# [Work to be completed]
From the entries that follow, copy exactly the lines beginning at the line holding "Target: green foliage" and continuing through the line holding "One point rides on each instance of the short".

(Beginning of Data supplied)

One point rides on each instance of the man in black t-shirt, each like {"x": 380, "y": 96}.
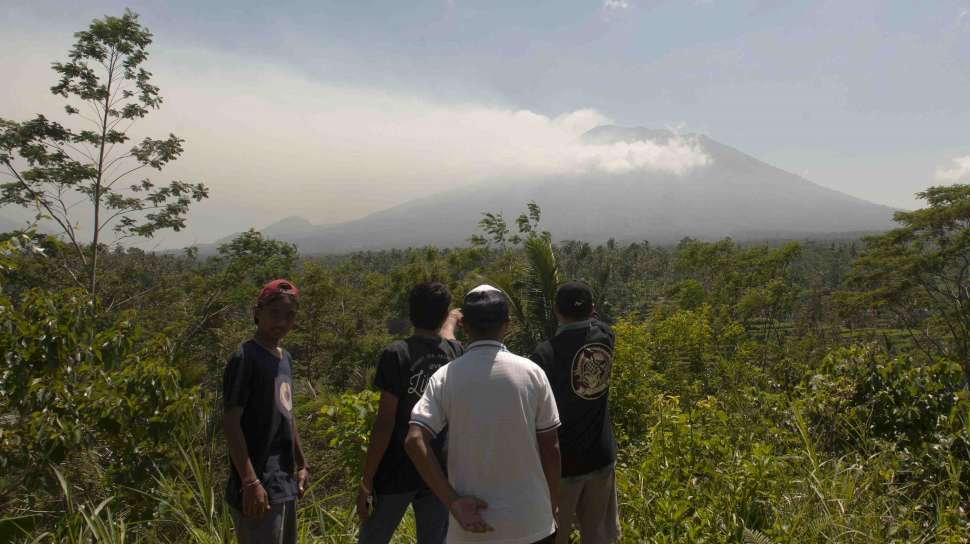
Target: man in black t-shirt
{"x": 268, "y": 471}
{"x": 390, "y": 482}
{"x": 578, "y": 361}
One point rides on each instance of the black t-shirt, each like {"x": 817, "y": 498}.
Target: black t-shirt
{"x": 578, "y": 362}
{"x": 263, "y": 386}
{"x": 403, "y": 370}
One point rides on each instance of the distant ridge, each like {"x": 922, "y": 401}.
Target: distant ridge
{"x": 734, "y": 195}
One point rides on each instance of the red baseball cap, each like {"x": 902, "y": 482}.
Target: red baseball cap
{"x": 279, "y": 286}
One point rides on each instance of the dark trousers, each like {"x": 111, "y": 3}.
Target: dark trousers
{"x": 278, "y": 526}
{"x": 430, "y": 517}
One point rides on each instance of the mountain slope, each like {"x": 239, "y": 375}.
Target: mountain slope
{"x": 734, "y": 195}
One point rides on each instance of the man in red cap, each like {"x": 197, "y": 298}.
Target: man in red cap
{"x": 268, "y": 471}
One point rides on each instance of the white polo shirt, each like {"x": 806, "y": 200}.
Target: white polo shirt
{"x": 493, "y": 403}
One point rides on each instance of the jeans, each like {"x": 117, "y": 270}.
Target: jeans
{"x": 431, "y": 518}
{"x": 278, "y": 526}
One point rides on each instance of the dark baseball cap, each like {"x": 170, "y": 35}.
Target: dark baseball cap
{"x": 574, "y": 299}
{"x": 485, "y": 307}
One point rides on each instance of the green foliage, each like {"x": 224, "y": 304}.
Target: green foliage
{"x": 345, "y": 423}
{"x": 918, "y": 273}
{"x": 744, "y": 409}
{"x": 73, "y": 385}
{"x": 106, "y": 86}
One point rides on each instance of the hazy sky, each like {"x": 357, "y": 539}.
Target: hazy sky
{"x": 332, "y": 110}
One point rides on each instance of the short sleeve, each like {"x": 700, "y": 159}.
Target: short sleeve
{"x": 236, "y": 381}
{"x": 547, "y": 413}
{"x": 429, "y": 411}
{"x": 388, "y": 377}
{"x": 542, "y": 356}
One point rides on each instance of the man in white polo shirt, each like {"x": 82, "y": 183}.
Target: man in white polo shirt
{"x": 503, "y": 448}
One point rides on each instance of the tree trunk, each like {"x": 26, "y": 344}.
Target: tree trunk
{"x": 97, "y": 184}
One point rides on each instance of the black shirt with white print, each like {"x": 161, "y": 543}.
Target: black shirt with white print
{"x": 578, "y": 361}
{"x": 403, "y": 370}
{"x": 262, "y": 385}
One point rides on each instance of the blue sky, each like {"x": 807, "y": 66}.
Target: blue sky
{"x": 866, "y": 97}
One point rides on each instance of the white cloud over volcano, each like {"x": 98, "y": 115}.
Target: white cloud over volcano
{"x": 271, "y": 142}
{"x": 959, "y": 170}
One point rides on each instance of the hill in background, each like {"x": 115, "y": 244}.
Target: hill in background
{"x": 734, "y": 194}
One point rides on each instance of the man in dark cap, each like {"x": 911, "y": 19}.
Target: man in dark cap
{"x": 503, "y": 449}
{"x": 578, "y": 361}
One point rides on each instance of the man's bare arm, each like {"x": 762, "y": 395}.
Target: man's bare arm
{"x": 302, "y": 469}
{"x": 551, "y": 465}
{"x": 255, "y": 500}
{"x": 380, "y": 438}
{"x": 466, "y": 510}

(End of Data supplied)

# [Response box]
Target: green foliage
{"x": 345, "y": 423}
{"x": 918, "y": 273}
{"x": 744, "y": 409}
{"x": 73, "y": 385}
{"x": 106, "y": 86}
One point rides on each instance of the hazy sky, each like {"x": 357, "y": 539}.
Target: hazy sky
{"x": 332, "y": 110}
One point rides on each instance of the short sleeve, each like {"x": 700, "y": 159}.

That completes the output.